- REQUIREMENT -
Below are some entries. Reproduce them word for word.

*** AVAILABLE RECORDS ***

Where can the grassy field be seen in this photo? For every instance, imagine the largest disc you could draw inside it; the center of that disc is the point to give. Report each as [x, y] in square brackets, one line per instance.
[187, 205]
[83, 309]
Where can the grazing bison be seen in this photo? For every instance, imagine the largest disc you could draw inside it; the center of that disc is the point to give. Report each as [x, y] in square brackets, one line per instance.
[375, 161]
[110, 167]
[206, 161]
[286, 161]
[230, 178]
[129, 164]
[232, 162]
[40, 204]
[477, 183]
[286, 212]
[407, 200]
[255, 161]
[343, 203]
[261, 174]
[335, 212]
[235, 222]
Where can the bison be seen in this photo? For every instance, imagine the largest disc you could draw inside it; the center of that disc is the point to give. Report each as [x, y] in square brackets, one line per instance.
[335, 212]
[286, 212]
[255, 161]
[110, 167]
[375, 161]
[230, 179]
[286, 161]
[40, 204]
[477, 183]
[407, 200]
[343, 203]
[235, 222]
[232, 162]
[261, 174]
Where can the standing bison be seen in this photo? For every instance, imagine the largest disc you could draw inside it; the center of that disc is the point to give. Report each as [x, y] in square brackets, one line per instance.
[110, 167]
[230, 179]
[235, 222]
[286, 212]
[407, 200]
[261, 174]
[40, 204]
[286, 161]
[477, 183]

*** End of AVAILABLE RECORDS ***

- ANSWER FOR THIS EXERCISE -
Where can the grassy field be seen in this photo? For every instance, imagine the largest disc you could draw inside it; the center of that disc is the point to give. Report each as [x, y] in square brackets, one line per instance.
[187, 205]
[83, 309]
Where can the grazing bison be seen in this photo? For every instance, imagine the largest disc you could draw inside it; the center of that disc is the point to give. Report each as [x, y] in square brackets, one line per instance.
[375, 161]
[110, 167]
[206, 161]
[286, 161]
[230, 178]
[129, 164]
[232, 162]
[40, 204]
[477, 183]
[286, 212]
[407, 200]
[255, 161]
[343, 203]
[261, 174]
[335, 212]
[235, 222]
Where can the bison be seen in this photo? For every instance, imagine the largest disc you could draw inside it; the center of that disc is the point to give. Report each as [x, y] in square brackets, one line per instance.
[335, 212]
[286, 212]
[255, 161]
[110, 167]
[375, 161]
[230, 179]
[286, 161]
[40, 204]
[477, 183]
[407, 200]
[343, 203]
[235, 222]
[232, 162]
[261, 174]
Where can the standing bison be seen in this photo? For every instance, imagine the largest disc you could draw inside it; the center of that disc is the point to give. Report each as [x, y] in square brackets, one line per instance.
[110, 167]
[230, 179]
[235, 222]
[286, 212]
[407, 200]
[261, 174]
[40, 204]
[286, 161]
[477, 183]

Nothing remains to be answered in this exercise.